→ **EXERCISE DETAILS**: Copy the records word for word, from their first line through the line containing "negative clicks: (541, 638)", and return only those lines.
-- Opening Marker --
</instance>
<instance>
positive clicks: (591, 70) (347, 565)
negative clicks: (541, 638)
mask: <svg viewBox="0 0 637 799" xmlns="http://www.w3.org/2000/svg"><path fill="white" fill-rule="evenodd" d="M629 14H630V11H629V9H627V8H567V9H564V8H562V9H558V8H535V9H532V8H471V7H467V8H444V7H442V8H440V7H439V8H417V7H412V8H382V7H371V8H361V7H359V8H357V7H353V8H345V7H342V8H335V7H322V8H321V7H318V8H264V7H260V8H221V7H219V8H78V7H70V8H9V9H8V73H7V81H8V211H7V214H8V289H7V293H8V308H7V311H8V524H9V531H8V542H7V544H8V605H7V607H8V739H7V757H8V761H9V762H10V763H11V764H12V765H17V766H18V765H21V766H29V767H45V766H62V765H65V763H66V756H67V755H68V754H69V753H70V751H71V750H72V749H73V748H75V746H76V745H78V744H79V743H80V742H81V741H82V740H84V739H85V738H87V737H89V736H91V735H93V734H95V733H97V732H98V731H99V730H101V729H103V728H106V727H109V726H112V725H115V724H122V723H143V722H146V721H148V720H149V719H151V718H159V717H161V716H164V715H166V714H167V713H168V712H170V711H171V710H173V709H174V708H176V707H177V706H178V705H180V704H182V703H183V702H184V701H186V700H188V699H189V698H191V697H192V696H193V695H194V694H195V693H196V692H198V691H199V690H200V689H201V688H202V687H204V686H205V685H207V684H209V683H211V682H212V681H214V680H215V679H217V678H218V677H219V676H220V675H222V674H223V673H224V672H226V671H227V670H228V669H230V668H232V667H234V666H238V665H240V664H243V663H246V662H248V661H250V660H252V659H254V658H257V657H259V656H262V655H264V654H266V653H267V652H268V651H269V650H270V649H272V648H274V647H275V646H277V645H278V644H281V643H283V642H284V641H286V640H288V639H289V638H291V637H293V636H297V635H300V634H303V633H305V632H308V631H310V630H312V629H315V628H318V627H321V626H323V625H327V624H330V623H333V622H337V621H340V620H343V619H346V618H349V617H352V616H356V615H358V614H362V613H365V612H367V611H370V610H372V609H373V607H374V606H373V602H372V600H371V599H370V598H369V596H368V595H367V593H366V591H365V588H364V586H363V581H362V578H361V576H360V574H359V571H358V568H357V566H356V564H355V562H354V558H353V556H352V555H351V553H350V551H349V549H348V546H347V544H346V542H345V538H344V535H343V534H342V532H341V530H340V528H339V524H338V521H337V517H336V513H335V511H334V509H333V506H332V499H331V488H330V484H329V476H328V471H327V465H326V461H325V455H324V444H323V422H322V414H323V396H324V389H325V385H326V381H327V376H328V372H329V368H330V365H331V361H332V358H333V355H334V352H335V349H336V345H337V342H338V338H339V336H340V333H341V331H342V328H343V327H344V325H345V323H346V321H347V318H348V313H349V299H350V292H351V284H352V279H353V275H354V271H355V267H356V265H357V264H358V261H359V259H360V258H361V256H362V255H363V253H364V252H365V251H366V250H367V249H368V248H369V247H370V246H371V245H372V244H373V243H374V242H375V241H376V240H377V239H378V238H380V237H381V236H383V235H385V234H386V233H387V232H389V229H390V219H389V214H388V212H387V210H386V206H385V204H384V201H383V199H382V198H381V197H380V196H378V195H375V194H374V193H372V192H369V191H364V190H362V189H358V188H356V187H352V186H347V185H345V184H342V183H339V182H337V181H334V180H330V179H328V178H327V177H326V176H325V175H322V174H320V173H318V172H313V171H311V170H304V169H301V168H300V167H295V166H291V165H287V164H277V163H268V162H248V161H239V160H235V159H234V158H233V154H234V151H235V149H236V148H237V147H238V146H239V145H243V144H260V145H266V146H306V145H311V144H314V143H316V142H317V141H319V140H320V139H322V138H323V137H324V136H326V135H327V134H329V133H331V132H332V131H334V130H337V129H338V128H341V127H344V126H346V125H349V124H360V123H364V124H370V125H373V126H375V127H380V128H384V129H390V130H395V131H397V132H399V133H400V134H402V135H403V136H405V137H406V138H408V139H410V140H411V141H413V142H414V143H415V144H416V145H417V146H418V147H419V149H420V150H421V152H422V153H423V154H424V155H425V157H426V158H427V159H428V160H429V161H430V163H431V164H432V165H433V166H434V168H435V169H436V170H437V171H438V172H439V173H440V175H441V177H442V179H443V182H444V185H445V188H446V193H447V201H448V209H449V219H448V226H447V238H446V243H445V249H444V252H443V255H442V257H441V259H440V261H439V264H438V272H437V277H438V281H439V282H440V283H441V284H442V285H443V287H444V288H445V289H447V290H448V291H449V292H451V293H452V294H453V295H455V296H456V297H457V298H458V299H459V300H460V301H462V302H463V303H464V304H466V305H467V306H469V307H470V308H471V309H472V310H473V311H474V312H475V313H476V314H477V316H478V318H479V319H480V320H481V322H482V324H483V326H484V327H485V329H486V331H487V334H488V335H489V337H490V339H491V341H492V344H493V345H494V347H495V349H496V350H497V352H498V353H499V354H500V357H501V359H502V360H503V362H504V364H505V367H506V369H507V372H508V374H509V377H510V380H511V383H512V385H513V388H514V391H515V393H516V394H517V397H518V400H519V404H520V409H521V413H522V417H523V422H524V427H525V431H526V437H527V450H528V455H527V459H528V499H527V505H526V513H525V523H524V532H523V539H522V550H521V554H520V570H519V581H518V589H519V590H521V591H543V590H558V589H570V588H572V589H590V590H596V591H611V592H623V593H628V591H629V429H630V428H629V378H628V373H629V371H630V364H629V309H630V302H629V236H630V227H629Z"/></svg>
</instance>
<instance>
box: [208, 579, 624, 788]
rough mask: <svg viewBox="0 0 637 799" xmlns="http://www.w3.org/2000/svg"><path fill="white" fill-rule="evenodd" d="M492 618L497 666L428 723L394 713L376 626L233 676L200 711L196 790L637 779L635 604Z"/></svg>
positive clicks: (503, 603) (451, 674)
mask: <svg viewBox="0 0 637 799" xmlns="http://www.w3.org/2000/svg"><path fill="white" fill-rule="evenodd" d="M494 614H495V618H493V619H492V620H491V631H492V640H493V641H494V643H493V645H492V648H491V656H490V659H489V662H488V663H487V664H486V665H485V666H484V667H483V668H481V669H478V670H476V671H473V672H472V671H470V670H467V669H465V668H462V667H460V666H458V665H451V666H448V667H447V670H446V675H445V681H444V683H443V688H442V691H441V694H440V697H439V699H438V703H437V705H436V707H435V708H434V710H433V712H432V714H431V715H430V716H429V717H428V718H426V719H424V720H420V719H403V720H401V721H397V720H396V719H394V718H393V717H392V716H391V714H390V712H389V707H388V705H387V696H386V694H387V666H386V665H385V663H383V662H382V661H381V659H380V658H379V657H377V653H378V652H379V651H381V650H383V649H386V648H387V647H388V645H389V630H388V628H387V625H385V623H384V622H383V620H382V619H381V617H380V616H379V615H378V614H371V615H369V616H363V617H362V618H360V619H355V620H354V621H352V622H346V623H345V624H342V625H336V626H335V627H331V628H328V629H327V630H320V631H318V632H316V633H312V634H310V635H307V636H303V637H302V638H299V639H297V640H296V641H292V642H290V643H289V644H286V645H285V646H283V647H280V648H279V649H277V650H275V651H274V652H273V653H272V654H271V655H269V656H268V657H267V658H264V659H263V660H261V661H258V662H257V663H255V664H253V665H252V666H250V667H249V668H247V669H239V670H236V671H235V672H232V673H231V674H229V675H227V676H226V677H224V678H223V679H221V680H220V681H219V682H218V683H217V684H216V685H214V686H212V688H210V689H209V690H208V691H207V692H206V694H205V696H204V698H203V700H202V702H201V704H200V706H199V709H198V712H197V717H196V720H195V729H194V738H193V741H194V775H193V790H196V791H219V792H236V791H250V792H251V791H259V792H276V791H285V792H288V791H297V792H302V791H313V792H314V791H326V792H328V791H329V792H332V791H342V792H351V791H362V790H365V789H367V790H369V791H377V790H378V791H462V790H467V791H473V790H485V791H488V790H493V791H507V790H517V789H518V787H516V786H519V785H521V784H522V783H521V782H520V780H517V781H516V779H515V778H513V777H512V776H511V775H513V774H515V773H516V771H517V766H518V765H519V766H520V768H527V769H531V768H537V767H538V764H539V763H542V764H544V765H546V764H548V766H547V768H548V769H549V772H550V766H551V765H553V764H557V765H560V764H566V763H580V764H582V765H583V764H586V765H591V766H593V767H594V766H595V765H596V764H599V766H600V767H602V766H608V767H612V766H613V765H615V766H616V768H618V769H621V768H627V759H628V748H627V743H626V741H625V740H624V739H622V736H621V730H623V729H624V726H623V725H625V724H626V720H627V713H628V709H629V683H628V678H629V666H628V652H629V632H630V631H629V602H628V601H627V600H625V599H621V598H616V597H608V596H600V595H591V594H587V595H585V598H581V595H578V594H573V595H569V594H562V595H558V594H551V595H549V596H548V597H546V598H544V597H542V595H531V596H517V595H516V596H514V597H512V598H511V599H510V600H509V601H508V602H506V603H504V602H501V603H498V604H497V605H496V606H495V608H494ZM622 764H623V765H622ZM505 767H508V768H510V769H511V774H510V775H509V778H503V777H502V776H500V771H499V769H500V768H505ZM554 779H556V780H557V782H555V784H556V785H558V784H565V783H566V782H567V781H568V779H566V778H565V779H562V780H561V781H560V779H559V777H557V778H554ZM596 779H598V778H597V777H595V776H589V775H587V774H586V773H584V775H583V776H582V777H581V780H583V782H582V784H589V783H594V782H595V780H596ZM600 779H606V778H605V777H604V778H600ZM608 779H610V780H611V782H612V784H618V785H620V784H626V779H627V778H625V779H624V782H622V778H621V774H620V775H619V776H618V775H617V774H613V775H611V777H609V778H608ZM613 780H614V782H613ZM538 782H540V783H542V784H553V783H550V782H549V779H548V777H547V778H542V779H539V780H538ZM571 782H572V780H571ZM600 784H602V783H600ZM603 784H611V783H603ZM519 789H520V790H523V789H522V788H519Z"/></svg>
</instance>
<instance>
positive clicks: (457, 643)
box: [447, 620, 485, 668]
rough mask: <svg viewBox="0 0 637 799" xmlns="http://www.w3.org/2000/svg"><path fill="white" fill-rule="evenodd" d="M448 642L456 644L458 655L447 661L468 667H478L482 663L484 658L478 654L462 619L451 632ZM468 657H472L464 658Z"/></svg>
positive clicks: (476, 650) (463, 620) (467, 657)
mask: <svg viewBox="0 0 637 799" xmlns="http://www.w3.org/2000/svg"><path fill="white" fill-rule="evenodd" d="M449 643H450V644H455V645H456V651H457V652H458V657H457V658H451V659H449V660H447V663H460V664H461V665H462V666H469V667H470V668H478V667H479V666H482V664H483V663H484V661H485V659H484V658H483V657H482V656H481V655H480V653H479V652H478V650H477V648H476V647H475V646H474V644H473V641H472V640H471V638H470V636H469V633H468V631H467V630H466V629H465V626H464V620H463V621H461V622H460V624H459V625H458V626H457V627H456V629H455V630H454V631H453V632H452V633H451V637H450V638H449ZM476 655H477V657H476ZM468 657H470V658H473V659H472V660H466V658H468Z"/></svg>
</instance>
-- Closing Marker --
→ **RESULT BELOW**:
</instance>
<instance>
positive clicks: (591, 70) (347, 565)
negative clicks: (541, 638)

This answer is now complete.